• Exercise instructions:
**a)** Answer these questions using the May post:
(i) How old did Ella turn?
(ii) In which town did the major water main spring a leak?
(iii) What game was played multiple times during the sister's visit?
**b)** Echo the passage of the May post starting at "I should have" and ending at "friend Hilary's birthday.".
**c)** Write what follows the last sentence of the May post.

• Text provided:
May 1...(out of breath) May 1 have this dance?
Too late. The dance card may say May 1, but today is actually May 4. Note corsage petals under the trees.
I should have known I'd arrive late for the prom. For one, my sister's visit, entailing multiple games of Bananagrams, took priority. For another, May is just so gorgeous, sensuous, lush, you get paralyzed.
I suspect I'm going to be catching up all month long.
Here are some things that happened on May 1:
It was my friend Hilary's birthday.
It was also my neighbor Ella's birthday. She turned 5, and just happened to step outside for a moment, perhaps to look at her multi-colored balloons, just as my sister and I were walking by, so we were able to wish her a happy birthday and even step inside briefly and see the Ella Fitzgerald poster on her bedroom wall.
It was the day a major water main in Weston sprang a leak, resulting in a "boil water" order for Boston and 29 other towns including Arlington.
It was also a gigantic day for birds. May is when the spring migrants come pouring into the green canopies of greater Boston on their way north, and some to stay, like orioles and yellow warblers. Usually, we wait through a few start-and-stop weeks, the flow regulated by cold and warm days. But this time, the month was not a day old and local birders were excitedly emailing each other on the Arlington Birders' List Serve: Scarlet Tanager! FOY (first of the year)! Rose-breasted Grosbeak! FOY! 11 Hermit thrush! 4 Ovenbird! 7 Blue-headed Vireo! And warblers! 12 species already! 5 Black-throated Blue! 11 Black-throated Green! Redstart! FOY!

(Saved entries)
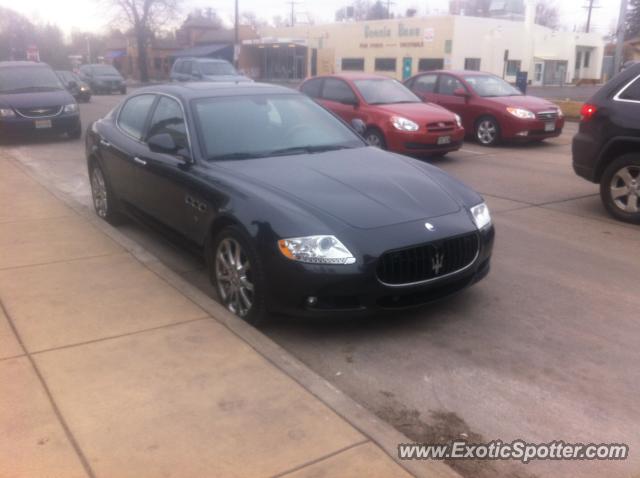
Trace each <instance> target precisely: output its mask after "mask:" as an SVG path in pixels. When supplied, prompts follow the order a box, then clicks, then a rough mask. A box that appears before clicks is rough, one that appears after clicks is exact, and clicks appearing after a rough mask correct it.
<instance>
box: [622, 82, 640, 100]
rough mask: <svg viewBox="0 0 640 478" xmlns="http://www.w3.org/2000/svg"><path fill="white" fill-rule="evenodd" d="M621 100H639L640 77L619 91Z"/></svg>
mask: <svg viewBox="0 0 640 478" xmlns="http://www.w3.org/2000/svg"><path fill="white" fill-rule="evenodd" d="M619 98H620V99H621V100H631V101H640V78H638V79H636V81H634V82H633V83H631V84H630V85H629V86H628V87H626V88H625V89H624V91H623V92H622V93H620V96H619Z"/></svg>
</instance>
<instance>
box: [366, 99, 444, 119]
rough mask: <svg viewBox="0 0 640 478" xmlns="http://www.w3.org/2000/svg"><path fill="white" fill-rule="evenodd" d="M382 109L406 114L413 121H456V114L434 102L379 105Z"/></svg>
mask: <svg viewBox="0 0 640 478" xmlns="http://www.w3.org/2000/svg"><path fill="white" fill-rule="evenodd" d="M376 107H377V108H379V109H380V110H381V111H384V112H385V113H388V114H389V115H390V116H391V115H398V116H404V117H405V118H408V119H410V120H413V121H419V122H420V123H423V122H429V123H430V122H434V121H454V120H455V115H454V114H453V113H452V112H451V111H449V110H447V109H445V108H443V107H442V106H439V105H435V104H433V103H399V104H392V105H377V106H376Z"/></svg>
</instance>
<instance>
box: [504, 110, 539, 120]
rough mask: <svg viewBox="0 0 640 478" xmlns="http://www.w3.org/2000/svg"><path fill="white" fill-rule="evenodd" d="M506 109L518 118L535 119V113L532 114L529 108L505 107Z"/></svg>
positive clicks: (525, 118)
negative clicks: (516, 107)
mask: <svg viewBox="0 0 640 478" xmlns="http://www.w3.org/2000/svg"><path fill="white" fill-rule="evenodd" d="M507 111H508V112H509V113H511V114H512V115H513V116H515V117H516V118H520V119H536V115H535V114H533V113H532V112H531V111H529V110H525V109H522V108H507Z"/></svg>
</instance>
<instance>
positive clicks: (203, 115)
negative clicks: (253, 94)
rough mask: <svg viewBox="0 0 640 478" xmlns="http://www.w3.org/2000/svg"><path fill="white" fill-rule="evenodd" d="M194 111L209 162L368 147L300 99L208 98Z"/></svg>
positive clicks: (283, 98) (323, 114)
mask: <svg viewBox="0 0 640 478" xmlns="http://www.w3.org/2000/svg"><path fill="white" fill-rule="evenodd" d="M194 110H195V113H196V119H197V124H198V127H199V130H200V138H201V139H202V145H203V149H204V150H205V153H206V156H207V157H208V158H209V159H210V160H223V159H248V158H258V157H263V156H277V155H287V154H306V153H314V152H322V151H330V150H335V149H344V148H358V147H363V146H365V144H364V142H363V141H362V140H361V139H360V137H359V136H357V135H356V134H355V133H354V132H353V131H351V130H350V129H349V128H347V127H346V126H345V125H344V124H342V123H341V122H340V121H339V120H337V119H336V118H335V117H334V116H333V115H332V114H331V113H329V112H328V111H326V110H325V109H324V108H322V107H320V106H318V105H317V104H316V103H315V102H314V101H313V100H311V99H309V98H307V97H305V96H302V95H288V94H283V95H255V96H253V95H252V96H230V97H223V98H206V99H201V100H196V101H195V105H194ZM282 173H283V174H286V171H283V172H282Z"/></svg>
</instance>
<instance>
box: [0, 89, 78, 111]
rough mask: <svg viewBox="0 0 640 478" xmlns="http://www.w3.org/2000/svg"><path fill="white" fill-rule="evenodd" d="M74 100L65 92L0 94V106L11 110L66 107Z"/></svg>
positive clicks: (64, 90)
mask: <svg viewBox="0 0 640 478" xmlns="http://www.w3.org/2000/svg"><path fill="white" fill-rule="evenodd" d="M74 102H75V100H74V99H73V97H72V96H71V95H70V94H69V92H68V91H67V90H56V91H41V92H31V93H12V94H1V93H0V104H2V105H6V106H10V107H12V108H18V109H21V108H49V107H54V106H62V105H68V104H69V103H74Z"/></svg>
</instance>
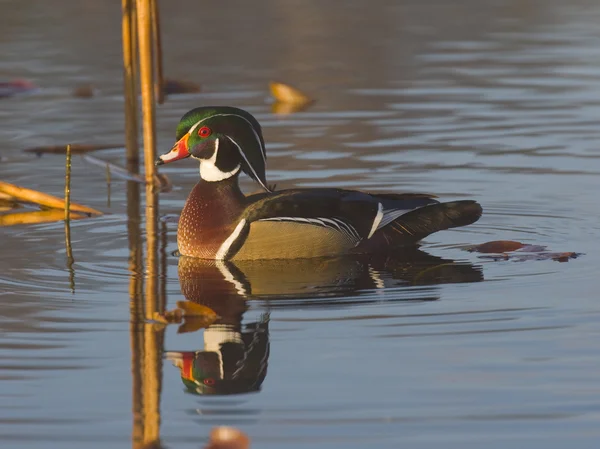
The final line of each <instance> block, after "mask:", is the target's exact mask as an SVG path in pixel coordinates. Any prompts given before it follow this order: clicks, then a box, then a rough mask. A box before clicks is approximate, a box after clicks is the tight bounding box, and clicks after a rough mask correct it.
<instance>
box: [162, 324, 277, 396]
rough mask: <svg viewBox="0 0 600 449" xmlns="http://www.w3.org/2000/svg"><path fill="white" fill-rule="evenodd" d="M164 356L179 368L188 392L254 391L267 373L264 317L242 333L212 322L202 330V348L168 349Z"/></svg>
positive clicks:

• Answers by task:
**a)**
(i) 5
(ii) Weston
(iii) Bananagrams

**b)**
I should have known I'd arrive late for the prom. For one, my sister's visit, entailing multiple games of Bananagrams, took priority. For another, May is just so gorgeous, sensuous, lush, you get paralyzed.
I suspect I'm going to be catching up all month long.
Here are some things that happened on May 1:
It was my friend Hilary's birthday.

**c)**
Ovenbird and Northern Waterthrush! FOY! FOY!
Still more to come, of course. No one has reported an indigo bunting, a Canada warbler, or a bobolink yet. But this FOY business is complicated. In fact, I would like to see it in slow-motion: Upon hearing a wood thrush's song for the first time since last year. Or seeing a returned Baltimore oriole in a treetop—that smashing orange in full sun. The burst of sound or image striking neuron, triggering memory triggering emotion (pleasure), pulling face into grin and maybe a "Yes!" or "All right!" or "Welcome back!"
It's hard when you have to multiply that FOY reaction by fifty species and fit them into the same hour. Let alone develop a bad case of Warbler Neck from trying to locate a kinglet in heavy foliage while looking into the sun.
For those who need to brush up on their warblers, I'll end with a brief tutorial in verse:
Wood Warbler Hoe-down
Redstart flits with feathers fanned;
Canada wears a black neck band.
Ovenbird sings “Teacher, teacher!”
Chestnut-sided’s “pleased to meetcher!”
seebit seebit, see titi wee!
teetsa teetsa, zee zoo zee!
Bachman’s warbler’s shy as a turtle;
Yellow-rumped was once called Myrtle.
Black-and-white creeps up the trunk;
Hooded’s cowled like a monk.
zeedle-zeedle-zeedle, chorry! chorry!
chip-chup-ee, chip-chup-ee, tory tory tory!
Prairie buzzes up the scale;
Palm is known to wag its tail.
Yellowthroat looks like a bandit;
Chat serenades till you just can’t stand it!
weesee weesee, tiddle tiddle too!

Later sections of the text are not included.